I would also suggest you get a TiVo either from www.tivo.com where they have a deal of only paying 50$ if you also buy a year subscription card for 155.40. The nice thing is that since this is your second or more TiVo, only 6.95 a month will come off the card and it will last about 22 months without paying anything more.
or the other way is to get one off Ebay and just sub it.

Someone, sorry I forget who now in that way too long thread, was at the TiVo area at CES adn got a very unofficial comment that the series 3 will start at between $500 to $800 dollars. Also the word is mid to late 2006 for the unit to hit store shelves. If you are like me and that means you are not likely to buy a sereis 3 until sometime in 2007. That makes getting a series 2 now at 50$ and monthly subbing it a pretty sensible approach I think.


----------



## montyvo (Jan 8, 2002)

[Named object pointing entries]
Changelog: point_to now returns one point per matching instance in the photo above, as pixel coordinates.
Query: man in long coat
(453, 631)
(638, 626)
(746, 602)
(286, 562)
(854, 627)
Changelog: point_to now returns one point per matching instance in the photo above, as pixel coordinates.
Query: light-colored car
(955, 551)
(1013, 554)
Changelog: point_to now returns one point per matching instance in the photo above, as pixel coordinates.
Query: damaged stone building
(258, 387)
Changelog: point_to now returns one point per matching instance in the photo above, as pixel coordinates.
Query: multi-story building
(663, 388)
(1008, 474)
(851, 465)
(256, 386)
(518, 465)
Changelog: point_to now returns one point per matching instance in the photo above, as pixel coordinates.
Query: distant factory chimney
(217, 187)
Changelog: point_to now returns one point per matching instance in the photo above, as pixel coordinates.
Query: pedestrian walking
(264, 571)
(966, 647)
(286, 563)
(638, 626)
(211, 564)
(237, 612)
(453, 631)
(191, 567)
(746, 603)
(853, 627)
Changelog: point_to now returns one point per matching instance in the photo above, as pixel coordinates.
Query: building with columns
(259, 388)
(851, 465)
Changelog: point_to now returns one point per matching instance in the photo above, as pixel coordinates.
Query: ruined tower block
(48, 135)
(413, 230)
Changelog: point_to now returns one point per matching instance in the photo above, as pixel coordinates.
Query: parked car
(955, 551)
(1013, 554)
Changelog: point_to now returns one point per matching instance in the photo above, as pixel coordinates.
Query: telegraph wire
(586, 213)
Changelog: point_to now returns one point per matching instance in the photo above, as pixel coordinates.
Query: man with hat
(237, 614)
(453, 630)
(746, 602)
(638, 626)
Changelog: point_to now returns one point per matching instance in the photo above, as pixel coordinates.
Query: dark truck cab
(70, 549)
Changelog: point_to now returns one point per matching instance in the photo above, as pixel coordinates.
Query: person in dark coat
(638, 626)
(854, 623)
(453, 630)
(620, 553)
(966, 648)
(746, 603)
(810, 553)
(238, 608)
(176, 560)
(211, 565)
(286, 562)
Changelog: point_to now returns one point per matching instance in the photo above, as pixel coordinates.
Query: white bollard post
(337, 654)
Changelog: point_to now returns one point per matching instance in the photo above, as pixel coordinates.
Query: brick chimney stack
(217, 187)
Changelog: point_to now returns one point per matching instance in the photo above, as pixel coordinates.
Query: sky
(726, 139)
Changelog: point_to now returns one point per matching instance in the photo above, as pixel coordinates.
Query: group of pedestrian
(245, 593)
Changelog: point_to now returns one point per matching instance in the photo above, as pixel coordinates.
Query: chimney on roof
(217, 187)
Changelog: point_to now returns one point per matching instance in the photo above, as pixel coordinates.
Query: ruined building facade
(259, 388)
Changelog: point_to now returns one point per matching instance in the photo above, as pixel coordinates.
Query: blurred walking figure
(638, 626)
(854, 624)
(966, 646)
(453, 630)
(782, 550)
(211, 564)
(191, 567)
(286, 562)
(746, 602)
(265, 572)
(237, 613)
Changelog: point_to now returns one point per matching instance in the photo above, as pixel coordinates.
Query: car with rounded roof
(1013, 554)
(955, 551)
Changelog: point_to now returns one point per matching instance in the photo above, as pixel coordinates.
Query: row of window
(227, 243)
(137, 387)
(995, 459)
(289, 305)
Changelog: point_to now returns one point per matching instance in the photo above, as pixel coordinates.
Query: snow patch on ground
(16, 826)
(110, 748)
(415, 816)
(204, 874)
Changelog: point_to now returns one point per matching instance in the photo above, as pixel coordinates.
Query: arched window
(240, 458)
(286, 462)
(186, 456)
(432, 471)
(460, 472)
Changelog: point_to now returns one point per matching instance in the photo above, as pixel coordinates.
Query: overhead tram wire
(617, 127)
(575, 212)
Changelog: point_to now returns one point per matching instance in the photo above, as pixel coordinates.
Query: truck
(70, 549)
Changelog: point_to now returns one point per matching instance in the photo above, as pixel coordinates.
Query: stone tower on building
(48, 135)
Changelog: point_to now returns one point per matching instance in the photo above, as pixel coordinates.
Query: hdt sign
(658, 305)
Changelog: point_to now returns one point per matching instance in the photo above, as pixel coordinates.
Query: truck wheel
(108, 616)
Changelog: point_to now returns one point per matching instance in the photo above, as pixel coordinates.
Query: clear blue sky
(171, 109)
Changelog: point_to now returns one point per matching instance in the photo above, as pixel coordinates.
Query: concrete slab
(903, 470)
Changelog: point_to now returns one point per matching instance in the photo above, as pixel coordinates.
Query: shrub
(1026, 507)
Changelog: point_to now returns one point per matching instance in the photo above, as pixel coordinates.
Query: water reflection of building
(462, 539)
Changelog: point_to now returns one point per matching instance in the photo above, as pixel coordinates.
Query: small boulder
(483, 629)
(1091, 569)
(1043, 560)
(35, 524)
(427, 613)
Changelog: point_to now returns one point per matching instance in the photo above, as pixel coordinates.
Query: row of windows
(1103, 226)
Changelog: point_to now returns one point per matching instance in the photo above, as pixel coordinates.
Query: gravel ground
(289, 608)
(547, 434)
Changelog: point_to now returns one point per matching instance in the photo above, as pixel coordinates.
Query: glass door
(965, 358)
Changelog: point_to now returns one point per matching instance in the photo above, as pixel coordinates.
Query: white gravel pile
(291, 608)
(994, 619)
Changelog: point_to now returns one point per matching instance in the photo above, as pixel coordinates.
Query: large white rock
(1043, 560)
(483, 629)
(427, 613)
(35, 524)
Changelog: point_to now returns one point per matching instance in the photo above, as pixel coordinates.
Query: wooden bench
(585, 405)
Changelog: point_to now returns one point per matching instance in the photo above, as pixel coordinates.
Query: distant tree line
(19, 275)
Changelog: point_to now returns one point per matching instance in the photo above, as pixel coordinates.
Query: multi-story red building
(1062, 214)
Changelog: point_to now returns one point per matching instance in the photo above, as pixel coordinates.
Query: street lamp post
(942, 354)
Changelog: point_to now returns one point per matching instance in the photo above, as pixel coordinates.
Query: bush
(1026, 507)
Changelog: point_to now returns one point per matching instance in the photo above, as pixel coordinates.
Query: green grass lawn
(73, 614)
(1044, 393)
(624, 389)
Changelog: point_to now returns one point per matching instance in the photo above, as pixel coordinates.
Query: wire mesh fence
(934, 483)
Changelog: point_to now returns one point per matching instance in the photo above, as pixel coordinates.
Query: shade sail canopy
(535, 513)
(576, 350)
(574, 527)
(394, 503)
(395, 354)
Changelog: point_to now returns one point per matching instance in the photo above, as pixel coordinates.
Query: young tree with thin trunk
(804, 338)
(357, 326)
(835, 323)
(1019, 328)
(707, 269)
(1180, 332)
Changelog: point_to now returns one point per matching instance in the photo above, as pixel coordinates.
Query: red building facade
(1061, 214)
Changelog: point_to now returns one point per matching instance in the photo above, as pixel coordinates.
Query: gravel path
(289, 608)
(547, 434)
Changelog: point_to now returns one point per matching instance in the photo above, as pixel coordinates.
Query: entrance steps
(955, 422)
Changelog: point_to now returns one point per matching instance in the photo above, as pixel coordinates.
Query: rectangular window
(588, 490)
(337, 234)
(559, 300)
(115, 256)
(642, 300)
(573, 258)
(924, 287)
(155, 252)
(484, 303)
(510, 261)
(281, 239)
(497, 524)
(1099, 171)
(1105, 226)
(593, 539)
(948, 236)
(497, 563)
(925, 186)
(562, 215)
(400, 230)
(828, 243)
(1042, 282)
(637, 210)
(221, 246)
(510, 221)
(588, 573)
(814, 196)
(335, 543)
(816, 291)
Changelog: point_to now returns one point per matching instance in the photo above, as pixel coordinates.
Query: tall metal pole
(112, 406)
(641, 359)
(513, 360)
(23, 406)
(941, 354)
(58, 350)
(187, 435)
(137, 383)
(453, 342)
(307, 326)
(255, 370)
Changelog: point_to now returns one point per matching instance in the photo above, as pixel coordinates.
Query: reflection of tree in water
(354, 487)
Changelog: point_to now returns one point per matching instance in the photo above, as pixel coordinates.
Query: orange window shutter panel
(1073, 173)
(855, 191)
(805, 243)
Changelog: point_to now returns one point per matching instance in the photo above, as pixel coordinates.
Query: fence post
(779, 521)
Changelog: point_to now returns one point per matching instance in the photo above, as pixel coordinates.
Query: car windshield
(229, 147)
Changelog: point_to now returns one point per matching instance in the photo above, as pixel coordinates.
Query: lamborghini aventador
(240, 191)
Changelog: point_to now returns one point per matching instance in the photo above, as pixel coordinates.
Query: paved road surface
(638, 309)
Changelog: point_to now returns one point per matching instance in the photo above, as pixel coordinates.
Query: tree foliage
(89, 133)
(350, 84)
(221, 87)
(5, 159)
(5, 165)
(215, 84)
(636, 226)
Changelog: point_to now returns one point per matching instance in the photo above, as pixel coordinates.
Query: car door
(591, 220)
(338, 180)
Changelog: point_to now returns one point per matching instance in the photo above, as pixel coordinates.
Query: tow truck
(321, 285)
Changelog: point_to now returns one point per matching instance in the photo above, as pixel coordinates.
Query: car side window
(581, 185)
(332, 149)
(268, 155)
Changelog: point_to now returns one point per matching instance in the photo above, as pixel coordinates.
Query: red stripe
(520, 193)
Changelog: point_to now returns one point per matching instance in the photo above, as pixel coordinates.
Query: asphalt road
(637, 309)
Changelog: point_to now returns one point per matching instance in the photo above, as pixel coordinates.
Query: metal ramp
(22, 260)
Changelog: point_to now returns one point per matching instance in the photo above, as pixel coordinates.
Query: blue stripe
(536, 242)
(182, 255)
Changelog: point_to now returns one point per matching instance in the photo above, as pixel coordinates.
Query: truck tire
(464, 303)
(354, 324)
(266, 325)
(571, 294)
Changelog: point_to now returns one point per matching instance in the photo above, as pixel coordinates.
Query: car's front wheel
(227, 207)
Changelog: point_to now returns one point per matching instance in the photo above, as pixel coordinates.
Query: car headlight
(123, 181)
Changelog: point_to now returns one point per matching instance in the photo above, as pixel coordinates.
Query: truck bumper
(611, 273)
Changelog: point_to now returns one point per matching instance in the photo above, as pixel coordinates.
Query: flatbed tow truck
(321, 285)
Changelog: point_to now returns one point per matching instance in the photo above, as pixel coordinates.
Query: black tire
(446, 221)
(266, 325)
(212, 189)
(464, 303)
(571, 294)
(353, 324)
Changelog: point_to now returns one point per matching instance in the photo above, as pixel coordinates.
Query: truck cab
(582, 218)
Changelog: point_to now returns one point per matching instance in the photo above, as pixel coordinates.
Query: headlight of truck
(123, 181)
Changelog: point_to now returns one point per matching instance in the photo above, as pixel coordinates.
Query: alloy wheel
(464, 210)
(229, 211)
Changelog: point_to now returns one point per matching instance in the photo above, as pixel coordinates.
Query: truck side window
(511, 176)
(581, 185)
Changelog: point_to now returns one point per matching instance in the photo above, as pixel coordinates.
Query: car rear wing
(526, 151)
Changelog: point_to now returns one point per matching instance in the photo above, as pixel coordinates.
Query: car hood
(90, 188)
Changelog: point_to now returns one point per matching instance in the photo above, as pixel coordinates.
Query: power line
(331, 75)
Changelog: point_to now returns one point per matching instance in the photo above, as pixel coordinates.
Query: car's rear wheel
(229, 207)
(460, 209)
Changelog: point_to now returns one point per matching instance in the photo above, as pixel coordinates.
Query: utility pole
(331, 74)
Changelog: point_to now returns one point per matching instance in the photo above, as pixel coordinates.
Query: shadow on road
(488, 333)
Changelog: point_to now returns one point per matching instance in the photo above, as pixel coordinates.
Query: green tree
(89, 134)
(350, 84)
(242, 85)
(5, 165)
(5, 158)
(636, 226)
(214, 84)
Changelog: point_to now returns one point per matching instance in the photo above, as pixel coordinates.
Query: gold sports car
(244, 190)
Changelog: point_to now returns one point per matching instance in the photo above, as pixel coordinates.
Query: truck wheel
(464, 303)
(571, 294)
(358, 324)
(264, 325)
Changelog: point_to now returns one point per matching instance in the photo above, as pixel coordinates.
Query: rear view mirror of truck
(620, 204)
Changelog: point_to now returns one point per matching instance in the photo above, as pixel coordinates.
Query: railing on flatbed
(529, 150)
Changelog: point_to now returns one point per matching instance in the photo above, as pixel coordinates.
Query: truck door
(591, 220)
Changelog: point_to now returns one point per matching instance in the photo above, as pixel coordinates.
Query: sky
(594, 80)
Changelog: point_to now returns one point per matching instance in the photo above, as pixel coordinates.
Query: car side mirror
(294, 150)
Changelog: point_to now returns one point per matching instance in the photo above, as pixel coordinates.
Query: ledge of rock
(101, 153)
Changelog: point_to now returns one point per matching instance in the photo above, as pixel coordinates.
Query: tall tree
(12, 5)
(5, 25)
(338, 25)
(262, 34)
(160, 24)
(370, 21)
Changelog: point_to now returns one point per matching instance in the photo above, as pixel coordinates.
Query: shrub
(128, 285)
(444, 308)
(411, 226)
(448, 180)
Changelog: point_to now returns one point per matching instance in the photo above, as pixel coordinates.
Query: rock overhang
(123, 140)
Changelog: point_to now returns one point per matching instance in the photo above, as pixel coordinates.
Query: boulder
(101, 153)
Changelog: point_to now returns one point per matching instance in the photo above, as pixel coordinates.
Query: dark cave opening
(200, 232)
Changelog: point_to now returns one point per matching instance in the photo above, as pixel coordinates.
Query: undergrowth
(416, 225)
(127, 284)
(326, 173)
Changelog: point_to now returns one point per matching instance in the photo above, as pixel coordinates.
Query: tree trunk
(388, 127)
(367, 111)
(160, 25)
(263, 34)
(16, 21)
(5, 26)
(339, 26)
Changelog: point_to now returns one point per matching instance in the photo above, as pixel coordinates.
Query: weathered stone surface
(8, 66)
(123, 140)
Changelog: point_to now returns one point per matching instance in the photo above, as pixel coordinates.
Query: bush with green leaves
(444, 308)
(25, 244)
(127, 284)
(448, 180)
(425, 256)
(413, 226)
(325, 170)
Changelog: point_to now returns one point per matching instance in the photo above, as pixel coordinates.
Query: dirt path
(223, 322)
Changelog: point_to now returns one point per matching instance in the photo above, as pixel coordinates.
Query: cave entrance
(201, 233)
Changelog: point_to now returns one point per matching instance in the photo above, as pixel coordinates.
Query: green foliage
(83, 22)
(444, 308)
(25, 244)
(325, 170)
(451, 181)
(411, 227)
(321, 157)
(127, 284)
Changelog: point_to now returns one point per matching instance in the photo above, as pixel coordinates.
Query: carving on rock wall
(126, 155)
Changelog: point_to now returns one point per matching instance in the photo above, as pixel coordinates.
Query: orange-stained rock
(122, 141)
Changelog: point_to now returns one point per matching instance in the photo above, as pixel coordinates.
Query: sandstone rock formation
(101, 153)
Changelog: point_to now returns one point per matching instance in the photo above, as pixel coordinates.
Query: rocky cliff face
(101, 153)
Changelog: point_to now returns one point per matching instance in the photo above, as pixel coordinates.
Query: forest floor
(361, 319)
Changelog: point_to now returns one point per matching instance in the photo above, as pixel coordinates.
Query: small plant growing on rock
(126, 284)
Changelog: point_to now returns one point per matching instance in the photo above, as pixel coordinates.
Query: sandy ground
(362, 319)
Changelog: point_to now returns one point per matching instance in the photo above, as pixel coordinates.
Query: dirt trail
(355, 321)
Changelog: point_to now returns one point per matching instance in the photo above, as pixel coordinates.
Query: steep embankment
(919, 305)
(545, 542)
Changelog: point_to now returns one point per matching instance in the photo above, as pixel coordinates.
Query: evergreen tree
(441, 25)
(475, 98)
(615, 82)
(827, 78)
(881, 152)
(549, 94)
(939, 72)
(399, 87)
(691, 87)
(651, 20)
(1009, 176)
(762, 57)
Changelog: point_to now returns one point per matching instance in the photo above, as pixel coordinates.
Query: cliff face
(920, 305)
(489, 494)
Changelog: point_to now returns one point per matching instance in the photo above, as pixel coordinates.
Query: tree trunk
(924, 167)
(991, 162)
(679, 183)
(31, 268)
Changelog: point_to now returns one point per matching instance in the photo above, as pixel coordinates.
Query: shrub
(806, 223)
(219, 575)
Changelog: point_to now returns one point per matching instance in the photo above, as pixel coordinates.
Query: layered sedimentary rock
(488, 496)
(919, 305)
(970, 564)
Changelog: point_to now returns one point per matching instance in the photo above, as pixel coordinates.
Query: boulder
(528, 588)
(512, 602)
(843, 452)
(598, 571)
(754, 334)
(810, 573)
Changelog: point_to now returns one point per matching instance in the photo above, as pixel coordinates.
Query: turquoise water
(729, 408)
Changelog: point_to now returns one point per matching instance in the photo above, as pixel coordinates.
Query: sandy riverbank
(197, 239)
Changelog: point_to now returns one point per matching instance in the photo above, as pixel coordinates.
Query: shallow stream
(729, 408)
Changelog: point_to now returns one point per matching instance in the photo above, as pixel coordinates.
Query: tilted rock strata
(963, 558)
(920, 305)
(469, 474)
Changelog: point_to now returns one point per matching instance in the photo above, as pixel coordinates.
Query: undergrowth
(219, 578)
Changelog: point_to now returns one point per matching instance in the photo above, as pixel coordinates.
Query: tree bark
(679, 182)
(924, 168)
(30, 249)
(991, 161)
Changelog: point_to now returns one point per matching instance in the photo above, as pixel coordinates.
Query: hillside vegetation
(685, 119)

> [PROBLEM REQUIREMENTS] Resume the forum thread about buying a TiVo, continuing after its final line.

> [IN RESPONSE]
Actually, ZeoTivo, you can move shows from one hacked series 1 tivo to another hacked series 1, but (at least back when I was into this, it may have changed now) you don't have the nice Tivo UI integration of MRV. And believe me the hacks for getting shows off and putting them on a DVD blow away the official TivoDesktop/Sonic way in speed and quality. A series 2 with TTG/MRV will never come close to the speeds possible with a hacked series1 and a cachecard. The hacked Series1 is a pretty mature beast.

]Monty[


----------



## ZeoTiVo (Jan 2, 2004)

montyvo said:


> Actually, ZeoTivo, you can move shows from one hacked series 1 tivo to another hacked series 1, but (at least back when I was into this, it may have changed now) you don't have the nice Tivo UI integration of MRV. And believe me the hacks for getting shows off and putting them on a DVD blow away the official TivoDesktop/Sonic way in speed and quality. A series 2 with TTG/MRV will never come close to the speeds possible with a hacked series1 and a cachecard. The hacked Series1 is a pretty mature beast.
> 
> ]Monty[


did not know about directly between two series 1, is that just a straight FTP between them using the web tool or something?

I knew that with hacks basically the show is unencrypted and thus it is a straight FTP off the TiVo to a PC and then tools to make the file useable and edit it and so forth with the full power of a PC CPU. That is going to be much quicker and far more flexible which is why TiVo would have been sued immediately by copyright holders if they had started out that way with TiVoToGo.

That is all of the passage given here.